### Text segment
He has openly criticised the Vatican for its ‘pathology of power’, its careerism and ‘spiritual narcissism’.

Francis put noses out of joint with attempts to fill key Vatican positions with moderates. He’s criticised the Curia for, among other things, its ‘theatrical severity and sterile pessimism’.

They call Francis a radical because he deplores the sequestration of great wealth for a rich few and deprivation of the many poor. But Francis is a moderate. Jesus was the radical.

Ever since he was elected as Pope, Francis has set an agenda for the Church. His comments on gays in the Church (‘Who am I to judge?’) , his brokering of the relationship between Cuba and America, his commitment to ending poverty and income inequality, and his forthcoming encyclical on the environment which will acknowledge climate change, have raised eyebrows and generated strong reactions among conservative pundits and clergy.

His comments regarding ‘responsible parenting’ have been seen by some as the beginning of a discussion about birth control.

After his comments on not judging homosexuals, commentator Michael Brendan Doughtery wrote in The Week that Catholics must learn to resist popes and that the duty of believers is ‘not just to rebuke and correct those in authority … but to throw rotting cabbages at them or make them miserable’.

Does all this really make him a radical, though?

It depends on who you ask. ‘In doctrinal matters Francis is no radical, no reformer. He is strongly pro-life and an ardent supporter of traditional family values,’ writes Eamon Duffy in The New York Review of Books.

Duffy points out that Francis opposed same sex marriage bills in Argentina, but at the same time supported civil unions.

Moreover, he has made few strides on the issue of the ordination of women.

Yet his utterances seem to send conservatives into an apoplexy.

When Francis denounced trickle-down economics as ‘crude and naive’, Paul Ryan, a presidential hopeful and Mitt Romney’s former running mate said, ‘The guy is from Argentina—they haven’t had real capitalism.’

America’s Heritage Foundation has accused him of backing ‘a modern, pagan, green religion’ in his environmental encyclical. The encyclical is not due for public release until September, so how this assessment was made remains a mystery.

In Crisis magazine, Catholic writer Rachel Lu argued that when Francis highlights the need for environment stewardship, it smacks of ‘intellectual faddism’.

[Dataset excerpt]
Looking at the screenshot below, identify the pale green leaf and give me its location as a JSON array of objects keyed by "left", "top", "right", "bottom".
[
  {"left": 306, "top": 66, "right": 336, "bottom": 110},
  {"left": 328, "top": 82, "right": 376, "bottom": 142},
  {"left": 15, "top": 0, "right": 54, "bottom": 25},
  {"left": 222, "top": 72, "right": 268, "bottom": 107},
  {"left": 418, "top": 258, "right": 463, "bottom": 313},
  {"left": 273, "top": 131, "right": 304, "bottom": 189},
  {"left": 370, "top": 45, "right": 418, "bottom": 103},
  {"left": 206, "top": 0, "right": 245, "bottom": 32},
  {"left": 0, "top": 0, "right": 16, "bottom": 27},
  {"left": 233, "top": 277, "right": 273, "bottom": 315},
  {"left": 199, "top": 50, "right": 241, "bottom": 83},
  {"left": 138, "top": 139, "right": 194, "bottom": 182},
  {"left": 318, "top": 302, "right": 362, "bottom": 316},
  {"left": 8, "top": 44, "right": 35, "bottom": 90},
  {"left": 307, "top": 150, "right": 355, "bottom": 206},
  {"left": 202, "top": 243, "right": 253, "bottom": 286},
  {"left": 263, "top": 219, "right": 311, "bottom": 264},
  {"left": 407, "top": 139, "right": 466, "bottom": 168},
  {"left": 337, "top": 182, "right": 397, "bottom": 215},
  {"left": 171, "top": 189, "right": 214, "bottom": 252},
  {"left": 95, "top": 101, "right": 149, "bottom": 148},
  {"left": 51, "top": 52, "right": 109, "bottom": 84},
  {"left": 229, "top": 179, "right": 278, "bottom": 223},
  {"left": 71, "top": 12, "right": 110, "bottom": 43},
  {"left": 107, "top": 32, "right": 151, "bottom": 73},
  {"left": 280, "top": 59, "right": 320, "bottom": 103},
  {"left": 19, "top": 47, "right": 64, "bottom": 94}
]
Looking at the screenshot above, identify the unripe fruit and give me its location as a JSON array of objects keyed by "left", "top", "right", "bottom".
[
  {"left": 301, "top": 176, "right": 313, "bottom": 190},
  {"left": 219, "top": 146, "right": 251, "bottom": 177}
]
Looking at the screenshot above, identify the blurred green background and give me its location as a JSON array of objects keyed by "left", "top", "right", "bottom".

### Problems to solve
1. Reproduce the Pope Francis passage word for word, starting at "America’s Heritage Foundation" and ending at "remains a mystery.".
2. In the Pope Francis passage, which bills in Argentina did Francis oppose, according to Eamon Duffy?
3. Render this sentence from the Pope Francis passage in Spanish: "Moreover, he has made few strides on the issue of the ordination of women."

### Task-by-task results
1.
America’s Heritage Foundation has accused him of backing ‘a modern, pagan, green religion’ in his environmental encyclical. The encyclical is not due for public release until September, so how this assessment was made remains a mystery.

2. Same sex marriage bills.

3. Además, ha hecho pocos avances en la cuestión de la ordenación de las mujeres.